Repeat the rows below word for word, everything from the line containing "Locate the fingernail" down to the line containing "[72,226,168,345]", with both of those lines included.

◆ **MATERIAL SUPPLIED**:

· · · · · · ·

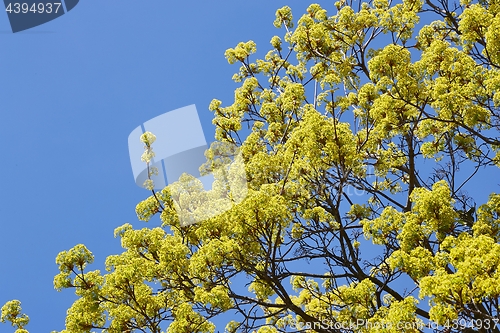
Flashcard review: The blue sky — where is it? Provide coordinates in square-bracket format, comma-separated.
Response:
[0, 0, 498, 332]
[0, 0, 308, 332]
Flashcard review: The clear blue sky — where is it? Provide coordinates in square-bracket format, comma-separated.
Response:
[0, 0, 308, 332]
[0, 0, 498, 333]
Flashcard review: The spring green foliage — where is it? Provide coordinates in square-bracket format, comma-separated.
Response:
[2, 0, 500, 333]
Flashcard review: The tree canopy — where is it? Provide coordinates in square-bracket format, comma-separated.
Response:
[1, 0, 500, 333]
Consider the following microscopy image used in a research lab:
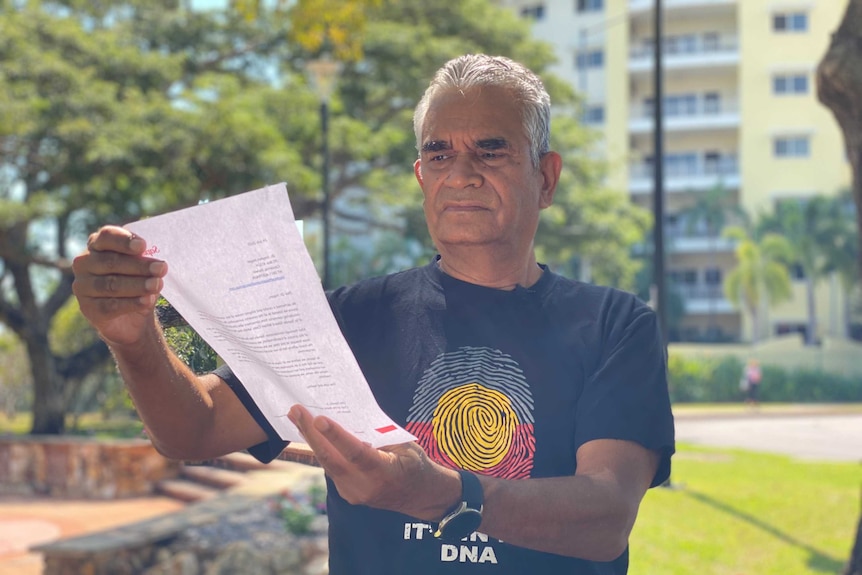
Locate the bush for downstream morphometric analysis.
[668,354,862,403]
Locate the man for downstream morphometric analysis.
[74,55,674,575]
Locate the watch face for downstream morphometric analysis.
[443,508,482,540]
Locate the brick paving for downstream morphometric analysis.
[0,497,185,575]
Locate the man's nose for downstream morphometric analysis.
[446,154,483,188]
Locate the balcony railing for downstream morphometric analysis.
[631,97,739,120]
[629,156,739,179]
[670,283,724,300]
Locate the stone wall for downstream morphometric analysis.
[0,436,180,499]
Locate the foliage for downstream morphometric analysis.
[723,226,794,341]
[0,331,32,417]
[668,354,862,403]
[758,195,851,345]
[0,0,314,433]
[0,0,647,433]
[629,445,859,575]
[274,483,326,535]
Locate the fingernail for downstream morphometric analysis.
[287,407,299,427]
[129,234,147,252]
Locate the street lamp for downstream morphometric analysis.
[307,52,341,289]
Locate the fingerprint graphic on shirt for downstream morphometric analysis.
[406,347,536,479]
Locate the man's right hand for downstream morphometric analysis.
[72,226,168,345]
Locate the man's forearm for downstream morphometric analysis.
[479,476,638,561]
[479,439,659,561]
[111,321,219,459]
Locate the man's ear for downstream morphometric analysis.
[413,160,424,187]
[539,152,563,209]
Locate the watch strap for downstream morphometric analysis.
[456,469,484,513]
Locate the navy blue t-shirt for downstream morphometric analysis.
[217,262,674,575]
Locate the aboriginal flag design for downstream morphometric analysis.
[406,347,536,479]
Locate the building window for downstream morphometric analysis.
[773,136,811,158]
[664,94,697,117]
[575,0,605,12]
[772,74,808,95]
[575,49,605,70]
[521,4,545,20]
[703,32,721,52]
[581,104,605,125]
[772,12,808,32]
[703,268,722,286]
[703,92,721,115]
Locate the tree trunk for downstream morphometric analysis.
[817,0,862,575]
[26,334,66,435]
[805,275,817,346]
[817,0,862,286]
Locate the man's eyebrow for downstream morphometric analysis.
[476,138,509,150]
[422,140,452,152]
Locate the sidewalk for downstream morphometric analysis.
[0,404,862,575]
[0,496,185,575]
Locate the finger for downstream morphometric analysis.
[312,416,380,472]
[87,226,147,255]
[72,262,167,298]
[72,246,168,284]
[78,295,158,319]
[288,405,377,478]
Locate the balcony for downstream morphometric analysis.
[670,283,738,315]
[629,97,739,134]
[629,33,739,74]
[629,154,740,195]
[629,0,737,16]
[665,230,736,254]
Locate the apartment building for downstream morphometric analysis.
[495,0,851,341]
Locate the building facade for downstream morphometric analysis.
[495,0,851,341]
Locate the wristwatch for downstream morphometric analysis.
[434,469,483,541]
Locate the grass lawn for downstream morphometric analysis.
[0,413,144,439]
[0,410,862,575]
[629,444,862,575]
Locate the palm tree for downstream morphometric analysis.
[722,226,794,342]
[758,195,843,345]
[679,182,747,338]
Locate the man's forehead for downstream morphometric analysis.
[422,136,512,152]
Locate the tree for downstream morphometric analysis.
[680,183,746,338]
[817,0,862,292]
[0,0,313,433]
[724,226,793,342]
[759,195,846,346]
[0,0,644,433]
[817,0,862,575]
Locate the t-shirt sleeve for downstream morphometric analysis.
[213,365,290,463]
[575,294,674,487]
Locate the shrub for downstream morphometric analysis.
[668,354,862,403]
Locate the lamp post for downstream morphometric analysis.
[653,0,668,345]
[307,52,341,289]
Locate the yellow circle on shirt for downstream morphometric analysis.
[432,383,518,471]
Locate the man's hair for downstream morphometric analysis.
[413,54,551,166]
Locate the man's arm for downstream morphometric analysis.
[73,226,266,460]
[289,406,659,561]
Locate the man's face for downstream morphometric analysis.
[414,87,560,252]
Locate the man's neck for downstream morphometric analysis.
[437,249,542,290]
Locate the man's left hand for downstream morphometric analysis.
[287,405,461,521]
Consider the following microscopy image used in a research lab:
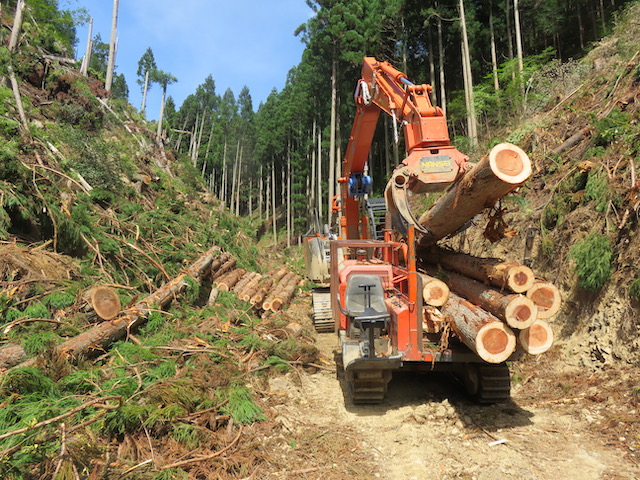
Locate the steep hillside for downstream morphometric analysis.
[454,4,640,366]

· · · · · · ·

◆ **WRITTEN RESPONSE**:
Locate the fingernail for downstream morphometric analysis.
[287,407,299,427]
[129,234,147,252]
Locate the street lamp for downstream morphometric analysis.
[307,52,341,289]
Locate the fingerprint graphic on shirt for downstream morphometric analysis.
[406,347,536,479]
Locate the man's right hand for downstream morphometric analysis.
[72,226,168,345]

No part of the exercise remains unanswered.